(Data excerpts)
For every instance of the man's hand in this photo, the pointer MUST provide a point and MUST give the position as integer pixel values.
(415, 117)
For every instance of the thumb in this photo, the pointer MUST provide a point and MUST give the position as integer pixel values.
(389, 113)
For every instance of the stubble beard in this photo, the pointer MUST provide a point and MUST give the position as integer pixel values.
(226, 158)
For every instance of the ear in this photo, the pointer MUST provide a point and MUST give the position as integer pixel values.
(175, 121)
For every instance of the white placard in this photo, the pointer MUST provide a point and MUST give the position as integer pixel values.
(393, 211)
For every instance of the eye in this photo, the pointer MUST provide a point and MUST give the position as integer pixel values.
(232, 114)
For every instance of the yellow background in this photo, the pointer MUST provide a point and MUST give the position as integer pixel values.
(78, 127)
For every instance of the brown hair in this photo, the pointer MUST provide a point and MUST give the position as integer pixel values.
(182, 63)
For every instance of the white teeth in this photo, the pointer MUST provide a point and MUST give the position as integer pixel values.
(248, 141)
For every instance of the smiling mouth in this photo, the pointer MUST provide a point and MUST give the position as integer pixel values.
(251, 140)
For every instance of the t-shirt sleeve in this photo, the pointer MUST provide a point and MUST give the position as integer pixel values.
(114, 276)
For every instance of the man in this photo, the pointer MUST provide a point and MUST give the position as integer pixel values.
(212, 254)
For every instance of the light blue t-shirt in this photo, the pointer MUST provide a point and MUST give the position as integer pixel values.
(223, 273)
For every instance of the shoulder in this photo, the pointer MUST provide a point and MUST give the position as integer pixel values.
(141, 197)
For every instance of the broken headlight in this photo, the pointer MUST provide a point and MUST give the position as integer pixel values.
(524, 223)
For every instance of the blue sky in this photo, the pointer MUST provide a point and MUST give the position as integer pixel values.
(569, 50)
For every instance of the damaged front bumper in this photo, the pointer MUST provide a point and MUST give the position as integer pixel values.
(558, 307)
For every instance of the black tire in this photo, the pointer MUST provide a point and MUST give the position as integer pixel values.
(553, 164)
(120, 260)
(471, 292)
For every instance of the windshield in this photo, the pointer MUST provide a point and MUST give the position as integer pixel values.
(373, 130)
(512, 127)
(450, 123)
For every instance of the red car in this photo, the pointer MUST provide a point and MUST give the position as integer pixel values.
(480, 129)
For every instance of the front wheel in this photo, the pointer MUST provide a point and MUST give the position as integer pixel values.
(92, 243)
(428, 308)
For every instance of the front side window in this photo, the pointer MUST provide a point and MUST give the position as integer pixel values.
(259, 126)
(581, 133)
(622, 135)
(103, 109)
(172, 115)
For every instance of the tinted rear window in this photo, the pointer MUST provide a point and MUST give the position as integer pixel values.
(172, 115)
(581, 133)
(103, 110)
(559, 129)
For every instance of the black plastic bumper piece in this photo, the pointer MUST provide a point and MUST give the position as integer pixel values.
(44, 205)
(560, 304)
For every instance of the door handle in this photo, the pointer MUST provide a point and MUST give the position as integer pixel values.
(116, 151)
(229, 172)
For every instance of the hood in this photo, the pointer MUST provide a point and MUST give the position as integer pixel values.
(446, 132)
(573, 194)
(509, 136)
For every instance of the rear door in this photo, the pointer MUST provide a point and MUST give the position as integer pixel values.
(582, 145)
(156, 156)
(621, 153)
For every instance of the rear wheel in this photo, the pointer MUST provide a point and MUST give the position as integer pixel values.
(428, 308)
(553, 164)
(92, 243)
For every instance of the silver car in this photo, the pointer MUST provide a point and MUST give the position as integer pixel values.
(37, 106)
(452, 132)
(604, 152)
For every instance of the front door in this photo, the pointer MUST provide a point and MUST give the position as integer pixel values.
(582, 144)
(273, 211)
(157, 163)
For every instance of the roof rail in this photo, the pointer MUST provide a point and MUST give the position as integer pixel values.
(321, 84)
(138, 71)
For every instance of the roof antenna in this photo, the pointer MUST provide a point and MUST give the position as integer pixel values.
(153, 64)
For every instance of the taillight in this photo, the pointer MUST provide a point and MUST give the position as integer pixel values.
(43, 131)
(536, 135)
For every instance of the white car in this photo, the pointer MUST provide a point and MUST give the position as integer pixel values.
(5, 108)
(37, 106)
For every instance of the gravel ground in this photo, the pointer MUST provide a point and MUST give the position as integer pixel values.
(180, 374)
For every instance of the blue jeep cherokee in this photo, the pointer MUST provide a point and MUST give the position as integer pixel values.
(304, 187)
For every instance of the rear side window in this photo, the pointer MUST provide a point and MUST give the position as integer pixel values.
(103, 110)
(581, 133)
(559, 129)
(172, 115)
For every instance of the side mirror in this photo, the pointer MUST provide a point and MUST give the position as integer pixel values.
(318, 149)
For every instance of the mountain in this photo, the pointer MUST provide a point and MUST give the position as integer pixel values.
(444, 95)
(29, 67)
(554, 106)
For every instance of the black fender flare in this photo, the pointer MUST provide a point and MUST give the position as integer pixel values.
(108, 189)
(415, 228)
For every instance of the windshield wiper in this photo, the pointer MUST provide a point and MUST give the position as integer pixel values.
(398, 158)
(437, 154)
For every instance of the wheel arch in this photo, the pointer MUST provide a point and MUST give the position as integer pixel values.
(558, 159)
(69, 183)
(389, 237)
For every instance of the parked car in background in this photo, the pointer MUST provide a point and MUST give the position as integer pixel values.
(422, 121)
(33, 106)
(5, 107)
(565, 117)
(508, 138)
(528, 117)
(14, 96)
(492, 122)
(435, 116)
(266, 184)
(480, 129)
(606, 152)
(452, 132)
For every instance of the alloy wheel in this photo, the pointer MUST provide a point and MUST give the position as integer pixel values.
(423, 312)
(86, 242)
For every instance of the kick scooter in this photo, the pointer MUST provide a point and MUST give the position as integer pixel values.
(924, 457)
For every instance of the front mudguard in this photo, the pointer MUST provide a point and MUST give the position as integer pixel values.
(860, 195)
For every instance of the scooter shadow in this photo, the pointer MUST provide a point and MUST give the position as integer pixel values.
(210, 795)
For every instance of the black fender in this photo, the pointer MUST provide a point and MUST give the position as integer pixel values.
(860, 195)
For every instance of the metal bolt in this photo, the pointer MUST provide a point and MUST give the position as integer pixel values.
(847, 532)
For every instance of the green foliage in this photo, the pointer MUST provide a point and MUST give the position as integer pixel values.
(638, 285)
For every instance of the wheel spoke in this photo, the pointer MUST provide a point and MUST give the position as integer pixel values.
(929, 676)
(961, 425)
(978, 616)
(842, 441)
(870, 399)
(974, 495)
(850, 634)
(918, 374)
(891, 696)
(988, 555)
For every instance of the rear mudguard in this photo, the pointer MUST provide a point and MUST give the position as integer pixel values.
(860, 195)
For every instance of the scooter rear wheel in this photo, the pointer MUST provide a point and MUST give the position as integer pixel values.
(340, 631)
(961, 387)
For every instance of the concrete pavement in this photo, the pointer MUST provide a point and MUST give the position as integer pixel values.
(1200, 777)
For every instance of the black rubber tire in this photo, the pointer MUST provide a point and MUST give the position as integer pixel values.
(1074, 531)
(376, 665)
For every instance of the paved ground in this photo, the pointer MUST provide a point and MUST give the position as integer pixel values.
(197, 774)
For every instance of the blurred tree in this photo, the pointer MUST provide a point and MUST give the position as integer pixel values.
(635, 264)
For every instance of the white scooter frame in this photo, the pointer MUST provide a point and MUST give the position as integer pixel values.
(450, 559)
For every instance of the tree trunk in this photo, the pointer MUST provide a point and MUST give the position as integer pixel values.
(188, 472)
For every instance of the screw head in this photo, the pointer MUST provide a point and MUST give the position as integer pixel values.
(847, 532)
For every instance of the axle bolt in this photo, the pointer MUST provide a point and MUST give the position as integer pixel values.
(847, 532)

§ WORK TO BE COMPLETED
When you retype the entries above, keep every line identical to the source.

§ OUTPUT OF THE TASK
For every instance of the man's hand in this photo, the pointer MUST provide a point and MUST give the position as integer pixel values.
(415, 117)
For every instance of the thumb in this photo, the pointer MUST provide a point and MUST give the position as integer pixel values.
(389, 113)
For every instance of the stubble beard in this photo, the pointer MUST provide a point and MUST give the position as integer pixel values.
(226, 158)
For every instance of the ear in this photo, the pointer MUST provide a point and MUST give the position as integer pixel values.
(175, 121)
For every instance of the white placard in this photo, the pointer MUST provide a point and MUST give the position as integer pixel values.
(393, 211)
For every instance of the eye in this photo, the pointer MUST provide a point and MUST give the position as integer pixel values.
(232, 114)
For every instance of the yellow background in this photo, the pointer MUST provide a point and MUST give the position as integer pixel values.
(78, 127)
For every instance of the brown hair in this photo, the pointer MUST provide a point and MUST give the position as integer pixel values.
(182, 63)
For every instance of the white teeth in this photo, the pointer MUST provide a point and MUST give the position as integer pixel values.
(248, 141)
For every instance of the smiling mouth in this photo, the pointer MUST provide a point and MUST give the position as integer pixel values.
(251, 140)
For every instance of the t-shirt sleeve in this photo, the pointer MUST provide a point and MUST give the position as integer pixel values.
(114, 276)
For every instance of the man in this photo, the pointer MUST provide a point and MUST give the position as integer pixel values.
(212, 254)
For every instance of the light blue t-shirt in this photo, the pointer MUST provide a point and MUST give the position as integer pixel values.
(223, 273)
For every instance of the shoulder in this photo, the pointer MUST provide a point and MUST give the position as integer pixel values.
(141, 197)
For every instance of the broken headlight in this photo, the pointer MUST provide a point and MUST give the position as integer pixel values.
(524, 223)
For every instance of the blue sky in this photo, the pointer MUST provide a point and MUST give the position as integer pixel values.
(569, 50)
For every instance of the damaged front bumper in this photo, the pointer MUST provide a point and MUST give the position as integer pixel values.
(558, 307)
For every instance of the black tire in this photo, the pointer MUST provide a point and MUST give the position as integer pixel values.
(553, 164)
(120, 260)
(471, 292)
For every instance of the windshield in this photo, the pointer MUST provide a point and MUST give the position as integer pixel values.
(373, 130)
(512, 127)
(450, 123)
For every instance of the red car in this photo, the pointer MUST provide a point and MUST give the position as integer pixel values.
(480, 129)
For every instance of the front wheel in this photo, the pointer MUST provide a point and MUST give the position as integer pixel values.
(92, 243)
(428, 308)
For every instance of the front side window in this photo, the pointer MUST provide a point and MUST give the position as integer pixel values.
(259, 126)
(581, 133)
(622, 135)
(103, 109)
(172, 115)
For every instance of the tinted rear window in this photo, the pointer MUST provide a point and MUST give the position as integer pixel values.
(172, 115)
(581, 133)
(103, 110)
(559, 129)
For every instance of the black plastic bumper piece in this photo, the pointer MUST provide a point and MUST give the position as integer pixel values.
(44, 205)
(560, 304)
For every instance of the door handle in this photo, the pointer MUST provide a point and MUST give the position as integer pixel values.
(116, 151)
(229, 172)
For every instance of the hood in this photo, the pointer MUST provide a point and MUST give the position as integer pixel values.
(446, 132)
(573, 194)
(509, 136)
For every instance of the rear door in this photo, the pointer MUST provide a point and MUST give the position as integer pixel values.
(582, 145)
(156, 156)
(621, 153)
For every instance of the rear wheel in this photo, the pointer MUST provide a point and MUST give the position as integer pixel values.
(428, 308)
(553, 164)
(92, 243)
For every instance of the silver car in this photo, the pointer MUST provide a point and MUST give the position as integer pixel values.
(37, 106)
(452, 132)
(604, 152)
For every instance of the front door in this photo, the pointer MUST provide a point and MUST give the position as integer pixel values.
(582, 144)
(273, 211)
(157, 163)
For every instance of the roof rail in this photo, the pointer MUST provide a point and MUST give the position as integer pixel values.
(321, 84)
(138, 71)
For every instance of the roof antenna in this photo, the pointer MUST provide a point and MUST give the position as integer pixel values.
(153, 64)
For every instance of the taillight in this photo, the pointer MUST provide a point and MUST give the position as integer pixel values.
(43, 131)
(536, 135)
For every instance of the white car in this photo, the pointer MUST provide a point and MUST give the position as integer pixel values.
(5, 108)
(37, 106)
For every instance of the gravel ground in this photo, the pointer MUST provide a point and MUST give the position as integer pixel values.
(180, 374)
For every instance of the blue jeep cherokee in this photo, the pointer MUST provide a point and MUST give the position as integer pixel values.
(304, 187)
For every instance of the rear side window in this photo, the pointer MUST provide a point and MUST give the position as integer pixel values.
(103, 110)
(581, 133)
(559, 129)
(172, 115)
For every instance of the side mirror in this photo, the pointer MUST provide a point and MUST give the position as integer pixel values.
(318, 149)
For every instance of the mountain in this photo, the pointer MUST provide a point and MUST give the position as integer pixel values.
(444, 95)
(29, 67)
(554, 106)
For every instance of the black fender flare in this photo, the pointer MUST provide a point and MUST give the position as integer pixel values.
(108, 189)
(415, 228)
For every instance of the windshield wiper in this photo, the pointer MUST provide a point and MUST give the position as integer pixel values.
(398, 158)
(437, 154)
For every instance of the wheel arch in this photo, the pointer MUST provide a point and MUST give the position as integer pixel values.
(558, 159)
(69, 183)
(389, 237)
For every instance of the parked car in background in this photo, the pointer MUST provide a point and MUST give the position as integer pixel values.
(422, 121)
(33, 106)
(5, 107)
(565, 117)
(508, 138)
(528, 117)
(14, 96)
(492, 122)
(435, 116)
(266, 184)
(480, 129)
(606, 152)
(452, 132)
For every instance of the alloy wheel in this photo, the pointer MUST provide a point and MUST give the position as integer pixel values.
(423, 312)
(86, 242)
For every instance of the kick scooter in this photo, the pointer MUST provide a point and MUST give the position as integer pixel values.
(924, 457)
For every instance of the front mudguard in this photo, the pointer MUST provide a point and MUST give the position as integer pixel values.
(860, 195)
For every instance of the scooter shadow in this photo, the pointer MUST provide a point and MUST give the position as integer pixel values.
(210, 795)
For every instance of the black fender in this photo, the pointer MUST provide a point and MUST give the position as integer pixel values.
(860, 195)
For every instance of the metal bolt in this photo, the pointer MUST provide a point and MUST give the position as integer pixel values.
(847, 532)
For every instance of the green foliage in this photo, the pointer MUST provide a point and MUST give the position as integer pixel values.
(638, 285)
For every instance of the wheel spoke in this photo, the pointer MUST provide a point and MUST give the position as integer pixel values.
(929, 676)
(961, 425)
(978, 616)
(842, 441)
(870, 399)
(974, 495)
(850, 634)
(918, 374)
(891, 696)
(988, 555)
For every instance of the rear mudguard in this photo, the pointer MUST provide a point and MUST give the position as integer pixel values.
(860, 195)
For every instance of the scooter rear wheel in this photo, the pointer MUST provide a point and MUST give the position as integer pixel values.
(340, 631)
(961, 387)
For every instance of the concrete pavement in this photo, the pointer MUST provide a point and MUST give the position as integer pixel values.
(1200, 777)
For every instance of the black rubber tire in this photo, the pointer MUST provide a point and MUST give the position as integer pixel values.
(1074, 531)
(376, 665)
For every instance of the paved ground in this photo, the pointer MUST provide a point and MUST give the position as integer pixel values.
(197, 774)
For every instance of the blurred tree in this photo, the pointer MUST provide a point and MUST give the position as integer pixel values.
(635, 264)
For every instance of the white scooter frame in this photo, the pointer MUST provide a point and MUST give the position as integer pixel values.
(450, 559)
For every instance of the tree trunk in this photo, the pointer MUST provide a point and MUST give the position as integer pixel values.
(188, 472)
For every instance of the screw head in this photo, the pointer MUST provide a point and MUST give the position as integer pixel values.
(847, 532)
For every instance of the axle bolt in this photo, the pointer MUST provide a point and MUST give the position as integer pixel values.
(847, 532)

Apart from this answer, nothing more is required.